> [Extract to read]
In [1]:
from sklearn.ensemble import VotingClassifier

from sklearn.neighbors import KNeighborsClassifier
from sklearn.tree import DecisionTreeClassifier
from sklearn.linear_model import LogisticRegression

from sklearn.model_selection import train_test_split
from sklearn.metrics import accuracy_score

from sklearn import preprocessing
import pandas as pd

df_train = pd.read_csv("./stat679final/data/metadata/train_metadata.csv")
df_test = pd.read_csv("./stat679final/data/metadata/test_metadata.csv")
X_train, y_train = df_train.iloc[:, 0:6], df_train["class"]
# X, y = df.iloc[:, 0:6], df["class"]
X_test, y_test = df_test.iloc[:, 0:6], df_test["class"]

scaler = preprocessing.StandardScaler().fit(X_train)
X_train = scaler.transform(X_train)
X_test = scaler.transform(X_test)

# Instantiate the individual classifiers
knn_clf = KNeighborsClassifier(n_neighbors=3)
tree_clf = DecisionTreeClassifier()
lr_clf = LogisticRegression(max_iter=3000)

In [2]:
# svm_clf = SVC(probability=True)  # Enable probability for soft voting

# Create a voting classifier
voting_clf_hard = VotingClassifier(
    estimators=[('knn', knn_clf), ('dt', tree_clf)],
    voting='hard'
)
voting_clf_soft = VotingClassifier(
    estimators=[('knn', knn_clf), ('dt', tree_clf)],
    voting='soft'
)

# Train the classifiers
voting_clf_hard.fit(X_train, y_train)
print("hard")
voting_clf_soft.fit(X_train, y_train)
print("soft")
# Make predictions and evaluate
y_pred_hard = voting_clf_hard.predict(X_test)

(Excerpts of pointing data)
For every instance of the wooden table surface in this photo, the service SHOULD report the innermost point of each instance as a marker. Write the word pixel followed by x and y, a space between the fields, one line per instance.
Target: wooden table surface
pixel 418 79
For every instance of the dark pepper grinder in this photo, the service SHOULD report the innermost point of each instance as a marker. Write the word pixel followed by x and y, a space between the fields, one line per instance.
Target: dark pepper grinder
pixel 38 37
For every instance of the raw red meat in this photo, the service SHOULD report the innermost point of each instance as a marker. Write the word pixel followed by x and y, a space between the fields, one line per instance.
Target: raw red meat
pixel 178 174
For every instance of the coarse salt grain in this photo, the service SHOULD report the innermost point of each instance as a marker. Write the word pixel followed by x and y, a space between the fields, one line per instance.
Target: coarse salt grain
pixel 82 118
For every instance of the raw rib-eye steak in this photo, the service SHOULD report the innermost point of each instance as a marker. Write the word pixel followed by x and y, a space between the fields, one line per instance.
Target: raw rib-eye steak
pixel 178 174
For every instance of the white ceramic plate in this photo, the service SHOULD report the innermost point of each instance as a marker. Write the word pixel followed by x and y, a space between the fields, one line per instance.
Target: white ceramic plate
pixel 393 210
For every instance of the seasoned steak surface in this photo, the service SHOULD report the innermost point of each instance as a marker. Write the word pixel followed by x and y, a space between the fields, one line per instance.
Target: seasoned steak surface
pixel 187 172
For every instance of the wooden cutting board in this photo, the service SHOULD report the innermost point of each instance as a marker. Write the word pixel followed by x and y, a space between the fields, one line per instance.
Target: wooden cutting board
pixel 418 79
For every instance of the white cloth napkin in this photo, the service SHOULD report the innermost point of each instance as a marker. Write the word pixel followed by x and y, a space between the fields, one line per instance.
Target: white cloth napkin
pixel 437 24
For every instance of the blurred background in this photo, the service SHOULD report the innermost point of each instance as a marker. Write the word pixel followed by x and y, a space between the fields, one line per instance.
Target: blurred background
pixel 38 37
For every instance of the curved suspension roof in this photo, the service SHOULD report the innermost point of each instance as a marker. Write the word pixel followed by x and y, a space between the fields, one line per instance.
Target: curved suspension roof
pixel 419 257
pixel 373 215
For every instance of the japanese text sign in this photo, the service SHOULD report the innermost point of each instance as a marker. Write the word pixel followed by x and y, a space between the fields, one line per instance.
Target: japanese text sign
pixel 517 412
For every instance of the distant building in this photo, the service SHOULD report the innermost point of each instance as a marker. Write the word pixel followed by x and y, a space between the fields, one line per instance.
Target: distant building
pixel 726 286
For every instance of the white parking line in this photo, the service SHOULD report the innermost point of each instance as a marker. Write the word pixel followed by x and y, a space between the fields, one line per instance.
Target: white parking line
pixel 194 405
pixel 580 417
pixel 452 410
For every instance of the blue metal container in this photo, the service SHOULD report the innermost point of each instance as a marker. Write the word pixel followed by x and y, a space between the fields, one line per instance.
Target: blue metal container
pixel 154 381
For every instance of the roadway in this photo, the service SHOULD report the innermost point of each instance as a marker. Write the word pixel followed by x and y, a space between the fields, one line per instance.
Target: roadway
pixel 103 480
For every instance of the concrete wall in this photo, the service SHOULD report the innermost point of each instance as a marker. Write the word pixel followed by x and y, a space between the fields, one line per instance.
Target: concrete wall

> [Requests]
1. Reproduce word for word everything in the listing from the line containing "For every instance of the roadway" down to the end of the listing.
2. Resume the voting-classifier code from the point at which it stops.
The voting-classifier code and the listing are unrelated pieces of material.

> [Exercise results]
1.
For every instance of the roadway in this photo, the service SHOULD report the innermost point of each instance as a marker. Write the word pixel followed by x and y, a space between the fields, one line per instance.
Target: roadway
pixel 103 480
For every instance of the concrete wall in this photo, the service SHOULD report the innermost point of each instance as a marker. Write the word pixel followed by x and y, a space between the fields, one line per instance.
Target: concrete wall

2.
y_pred_soft = voting_clf_soft.predict(X_test)

print("Hard Voting Accuracy:", accuracy_score(y_test, y_pred_hard))
print("Soft Voting Accuracy:", accuracy_score(y_test, y_pred_soft))

hard
soft
Hard Voting Accuracy: 0.9785478547854786
Soft Voting Accuracy: 0.9807480748074807


In [3]:
import numpy as np
%matplotlib inline
import torch
import torch.nn as nn
import torch.nn.functional as F
device = torch.device("cuda:0" if torch.cuda.is_available() else "cpu")
print("Using device:", device)
from torchvision import transforms
from PIL import Image


class PyTorchClassifierWrapper:
    def __init__(self, model, device='cpu'):
        self.model = model
        self.model.to(device)
        self.device = device

    def predict_proba(self, dataloader):
        # Ensure the model is in evaluation mode
        self.model.eval()
        
        # List to hold all batch probabilities
        all_probabilities = []

        # Loop over all batches in the dataloader
        for X_batch in dataloader:
            images, label = X_batch
            # Transfer batch to the device (GPU or CPU)
            images = images.to(self.device)

            # Disable gradient computation
            with torch.no_grad():
                if torch.all(images.eq(-1)).item():
                    probabilities = torch.tensor([[ 0, 0, 0]])
                    #print('un')
                else: 
                    outputs = self.model(images)

                    # Apply softmax to compute probabilities
                    probabilities = F.softmax(outputs, dim=1)
            
            # Move probabilities to CPU and convert to numpy
            probabilities = probabilities.cpu().numpy()
            
            # Append batch probabilities to list
            all_probabilities.append(probabilities)

        # Concatenate all batch probabilities into a single array
        all_probabilities = np.concatenate(all_probabilities, axis=0)
        
        return all_probabilities
    def predict(self,dataloader):
        all_predictions = []
        for X_batch in dataloader:
            images, label = X_batch
            # Transfer batch to the device (GPU or CPU)
            images = images.to(self.device)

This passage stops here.